- [Supplied material]
-- BEGIN --

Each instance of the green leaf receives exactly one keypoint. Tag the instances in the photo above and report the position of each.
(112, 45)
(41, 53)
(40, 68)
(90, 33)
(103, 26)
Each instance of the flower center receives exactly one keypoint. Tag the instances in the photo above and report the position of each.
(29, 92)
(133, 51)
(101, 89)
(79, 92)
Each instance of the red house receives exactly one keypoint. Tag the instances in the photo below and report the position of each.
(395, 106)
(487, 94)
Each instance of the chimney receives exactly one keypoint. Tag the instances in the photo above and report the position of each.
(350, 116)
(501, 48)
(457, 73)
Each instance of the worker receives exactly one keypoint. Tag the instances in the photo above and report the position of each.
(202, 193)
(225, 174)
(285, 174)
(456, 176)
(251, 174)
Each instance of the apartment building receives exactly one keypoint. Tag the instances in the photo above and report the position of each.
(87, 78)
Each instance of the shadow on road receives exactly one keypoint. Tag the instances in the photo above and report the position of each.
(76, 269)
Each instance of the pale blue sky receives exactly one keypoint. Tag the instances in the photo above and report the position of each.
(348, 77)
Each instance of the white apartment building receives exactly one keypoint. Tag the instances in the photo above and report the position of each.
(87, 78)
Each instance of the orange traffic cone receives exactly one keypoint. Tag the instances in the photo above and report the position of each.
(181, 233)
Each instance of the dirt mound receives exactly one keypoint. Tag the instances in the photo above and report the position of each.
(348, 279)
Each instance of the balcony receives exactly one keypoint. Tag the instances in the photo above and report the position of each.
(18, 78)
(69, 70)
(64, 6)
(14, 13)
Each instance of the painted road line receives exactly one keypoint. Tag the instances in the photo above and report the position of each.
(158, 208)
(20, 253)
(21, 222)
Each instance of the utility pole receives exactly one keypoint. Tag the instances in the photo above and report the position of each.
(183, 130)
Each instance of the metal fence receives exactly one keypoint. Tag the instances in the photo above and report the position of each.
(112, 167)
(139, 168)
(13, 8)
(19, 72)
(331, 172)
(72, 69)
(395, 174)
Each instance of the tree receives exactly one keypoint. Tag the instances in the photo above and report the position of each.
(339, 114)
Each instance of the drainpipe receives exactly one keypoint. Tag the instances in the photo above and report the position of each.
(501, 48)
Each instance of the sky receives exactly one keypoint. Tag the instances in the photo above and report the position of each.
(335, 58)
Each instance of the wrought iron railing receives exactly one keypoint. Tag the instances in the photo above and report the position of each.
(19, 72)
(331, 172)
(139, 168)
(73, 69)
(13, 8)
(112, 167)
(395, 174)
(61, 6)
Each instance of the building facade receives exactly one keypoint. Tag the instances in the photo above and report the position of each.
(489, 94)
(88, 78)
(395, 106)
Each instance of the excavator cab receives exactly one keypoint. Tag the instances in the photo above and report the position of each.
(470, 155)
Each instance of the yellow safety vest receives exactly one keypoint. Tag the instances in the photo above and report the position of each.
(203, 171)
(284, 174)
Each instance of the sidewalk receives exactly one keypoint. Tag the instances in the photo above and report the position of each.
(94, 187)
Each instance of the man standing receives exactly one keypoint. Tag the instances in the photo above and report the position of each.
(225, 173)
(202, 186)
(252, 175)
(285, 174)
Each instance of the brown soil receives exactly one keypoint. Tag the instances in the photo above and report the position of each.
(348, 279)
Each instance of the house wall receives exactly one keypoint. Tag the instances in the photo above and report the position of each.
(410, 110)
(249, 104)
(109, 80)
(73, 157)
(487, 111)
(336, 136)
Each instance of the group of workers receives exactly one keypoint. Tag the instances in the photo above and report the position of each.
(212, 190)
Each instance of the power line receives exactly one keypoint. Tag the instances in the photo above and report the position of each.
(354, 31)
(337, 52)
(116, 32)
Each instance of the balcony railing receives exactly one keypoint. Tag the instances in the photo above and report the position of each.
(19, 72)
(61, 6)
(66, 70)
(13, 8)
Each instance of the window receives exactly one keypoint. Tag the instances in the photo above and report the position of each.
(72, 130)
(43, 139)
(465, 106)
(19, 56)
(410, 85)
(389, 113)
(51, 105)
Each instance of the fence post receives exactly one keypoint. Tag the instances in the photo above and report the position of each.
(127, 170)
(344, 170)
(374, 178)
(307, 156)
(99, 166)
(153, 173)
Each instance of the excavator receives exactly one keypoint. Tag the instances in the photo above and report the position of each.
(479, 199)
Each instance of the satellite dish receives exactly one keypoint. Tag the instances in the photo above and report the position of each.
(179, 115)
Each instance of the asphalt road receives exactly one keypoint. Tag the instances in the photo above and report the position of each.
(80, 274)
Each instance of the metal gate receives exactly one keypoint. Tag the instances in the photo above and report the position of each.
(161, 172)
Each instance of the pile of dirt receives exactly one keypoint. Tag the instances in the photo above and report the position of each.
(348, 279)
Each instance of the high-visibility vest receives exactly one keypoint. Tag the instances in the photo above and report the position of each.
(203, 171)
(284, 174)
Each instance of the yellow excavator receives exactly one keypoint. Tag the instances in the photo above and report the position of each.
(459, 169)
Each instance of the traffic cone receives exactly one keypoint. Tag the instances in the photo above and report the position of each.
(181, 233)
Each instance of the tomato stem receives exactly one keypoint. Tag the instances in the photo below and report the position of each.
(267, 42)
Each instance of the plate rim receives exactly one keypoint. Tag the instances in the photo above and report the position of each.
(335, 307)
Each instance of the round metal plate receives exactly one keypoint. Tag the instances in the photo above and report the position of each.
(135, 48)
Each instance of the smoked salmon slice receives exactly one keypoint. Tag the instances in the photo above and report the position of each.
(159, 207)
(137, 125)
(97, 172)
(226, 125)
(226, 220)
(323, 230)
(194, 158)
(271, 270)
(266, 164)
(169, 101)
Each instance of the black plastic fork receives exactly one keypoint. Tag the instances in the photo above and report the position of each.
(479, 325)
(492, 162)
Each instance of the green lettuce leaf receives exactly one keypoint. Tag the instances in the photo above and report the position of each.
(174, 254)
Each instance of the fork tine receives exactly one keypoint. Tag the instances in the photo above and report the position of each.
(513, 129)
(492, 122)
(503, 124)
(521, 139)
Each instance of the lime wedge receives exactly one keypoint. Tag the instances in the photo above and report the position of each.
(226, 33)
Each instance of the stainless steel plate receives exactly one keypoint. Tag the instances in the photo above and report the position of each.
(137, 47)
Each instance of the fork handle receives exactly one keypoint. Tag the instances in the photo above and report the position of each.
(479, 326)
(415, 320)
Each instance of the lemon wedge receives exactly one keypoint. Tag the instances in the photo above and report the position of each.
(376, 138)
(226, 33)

-- END --

Reproduce each line verbatim.

- [Problem solution]
Each instance of the green leaf receives exactly one keypoint. Tag the instances in the photo above and report the position of each.
(112, 45)
(41, 53)
(40, 68)
(90, 33)
(103, 26)
Each instance of the flower center receives exactly one keypoint. Tag the instances in the photo above and report the position of each.
(29, 92)
(133, 51)
(101, 89)
(79, 92)
Each instance of the red house receives exactly one keypoint. Tag the instances in the photo below and report the position of each.
(395, 106)
(487, 94)
Each instance of the chimney receives exactly one keypoint. Tag the instances in the photo above and report the position of each.
(350, 116)
(501, 48)
(457, 73)
Each instance of the worker receives exactly one keypoint. Tag the instances in the photo above and report the position of each.
(202, 193)
(225, 174)
(285, 174)
(456, 176)
(251, 174)
Each instance of the apartment building receives exactly one keypoint. Tag the instances in the photo above and report the position of each.
(87, 78)
Each instance of the shadow on road receives exactly one keypoint. Tag the instances in the photo above and report the position of each.
(76, 269)
Each instance of the pale blue sky receives exactly one keypoint. Tag the instances in the photo above and report the position of each.
(348, 77)
Each instance of the white apartment building receives exactly one keypoint. Tag the instances in the photo above and report the position of each.
(87, 78)
Each instance of the orange traffic cone receives exactly one keypoint. Tag the instances in the photo above and report the position of each.
(181, 233)
Each instance of the dirt mound receives exactly one keypoint. Tag the instances in the photo above and report the position of each.
(348, 279)
Each instance of the balcony receives exactly one keypoint. Tag the instances in the photo above and report the position of each.
(18, 78)
(69, 70)
(64, 6)
(14, 13)
Each instance of the painted road line receives exactly one keypoint. Tag the instances in the photo above and report the position of each.
(158, 208)
(20, 253)
(21, 222)
Each instance of the utility pole receives exactly one keypoint. Tag the instances in the photo above and report the position of each.
(183, 130)
Each instance of the metal fence receives exactly one keypoint. Tag the instances in the photo above and report the position of each.
(112, 167)
(139, 168)
(13, 8)
(19, 72)
(331, 172)
(72, 69)
(395, 174)
Each instance of the tree receives exactly one keypoint. Tag the instances in the photo above and report the position of each.
(339, 114)
Each instance of the drainpipe receives exactly one keypoint. Tag the instances in the photo above and report the position of each.
(501, 48)
Each instance of the sky receives exactly one keypoint. Tag the instances in the photo above and report the position of each.
(335, 58)
Each instance of the wrought iron railing receives exactly one keypoint. Tag the instances in the photo above and report the position of each.
(19, 72)
(331, 172)
(139, 168)
(73, 69)
(13, 8)
(112, 167)
(395, 174)
(61, 6)
Each instance of the building facade receives exactly one keypoint. Tag the instances in the photo above and report the position of each.
(489, 94)
(88, 78)
(395, 106)
Each instance of the excavator cab receives exactly one keypoint. Tag the instances in the photo above and report the position of each.
(470, 155)
Each instance of the yellow safety vest receives exactly one keypoint. Tag the instances in the photo above and report the position of each.
(203, 171)
(284, 174)
Each instance of the sidewalk receives exactly one keypoint. Tag the instances in the photo above and report the position of each.
(94, 187)
Each instance of the man standing receives exactly one keypoint. Tag the instances in the photo above and report the position of each.
(225, 173)
(202, 186)
(252, 175)
(285, 174)
Each instance of the brown soil receives exactly one keypoint. Tag the instances in the photo above and report the position of each.
(348, 279)
Each instance of the house wall receives exactly one keypoint. Tag the instances in the photo above and report the position of each.
(410, 110)
(249, 104)
(109, 80)
(73, 157)
(487, 111)
(336, 136)
Each instance of the group of workers receives exactly one keypoint. Tag the instances in the photo above and report the position of each.
(212, 190)
Each instance of the power line receives exactly one keypoint. Tag the instances in the photo above and report the position of each.
(354, 31)
(337, 52)
(116, 32)
Each instance of the balcony railing receives exactly one keypoint. Tag the instances in the photo above and report the position of each.
(19, 72)
(61, 6)
(66, 70)
(13, 8)
Each instance of the window receives exactly one keypoint. Tag the instances in the photo above and report the position of each.
(72, 130)
(43, 139)
(465, 106)
(19, 56)
(410, 85)
(389, 113)
(51, 105)
Each instance of the fence post receives exactly one keypoint. Tag the instances in the photo above and report the position of each.
(127, 170)
(344, 170)
(374, 178)
(307, 156)
(99, 166)
(153, 173)
Each instance of the excavator receives exactly one keypoint. Tag the instances in the photo above and report the position of each.
(479, 199)
Each instance of the satellite dish receives exactly one keypoint. Tag the instances in the photo above and report the position of each.
(179, 115)
Each instance of the asphalt road receives exactly one keypoint. Tag the instances in the photo above and report the position of each.
(80, 274)
Each instance of the metal gate receives exactly one keypoint. Tag the instances in the photo above and report the position of each.
(161, 172)
Each instance of the pile of dirt receives exactly one keypoint. Tag the instances in the photo above and report the position of each.
(348, 279)
Each instance of the high-visibility vest receives exactly one keypoint. Tag the instances in the photo above and report the position of each.
(203, 171)
(284, 174)
Each instance of the yellow excavator receives exactly one keypoint. Tag the instances in the photo above and report the position of each.
(459, 169)
Each instance of the traffic cone receives exactly one keypoint. Tag the instances in the photo above and report the position of each.
(181, 233)
Each instance of the tomato stem receives exactly one keypoint. Tag the instances in the photo below and report the position of each.
(267, 42)
Each instance of the plate rim receives exactly one keypoint. Tag the instances in the photo above and report the position of each.
(335, 307)
Each instance of the round metal plate receives exactly one keypoint. Tag the instances in the photo above and report the position of each.
(135, 48)
Each instance of the smoked salmon slice receives exactly one keypoint. Tag the instances in the photo above and report the position of each.
(159, 207)
(137, 125)
(97, 172)
(226, 125)
(226, 220)
(323, 230)
(194, 158)
(271, 270)
(266, 164)
(169, 101)
Each instance of the black plastic fork receives exactly one keypoint. Tag the instances in the photo above and report the position of each.
(479, 325)
(492, 162)
Each instance of the green lettuce leaf receives exactly one keypoint. Tag the instances in the photo above and report the position of each.
(174, 254)
Each instance of the fork tine receives exactly one keypoint. Tag the instances in the photo above and report the position of each.
(513, 129)
(492, 122)
(503, 124)
(521, 139)
Each instance of the lime wedge receives exactly one keypoint. Tag the instances in the photo above and report the position of each.
(226, 33)
Each instance of the stainless steel plate receives exactly one keypoint. Tag the instances in the photo above and report the position of each.
(137, 47)
Each instance of the fork handle receives exactly one keypoint. Tag the instances in the photo above and report the position of each.
(479, 326)
(415, 320)
Each instance of the lemon wedge receives exactly one keypoint. Tag the instances in the photo above and report the position of each.
(376, 138)
(226, 33)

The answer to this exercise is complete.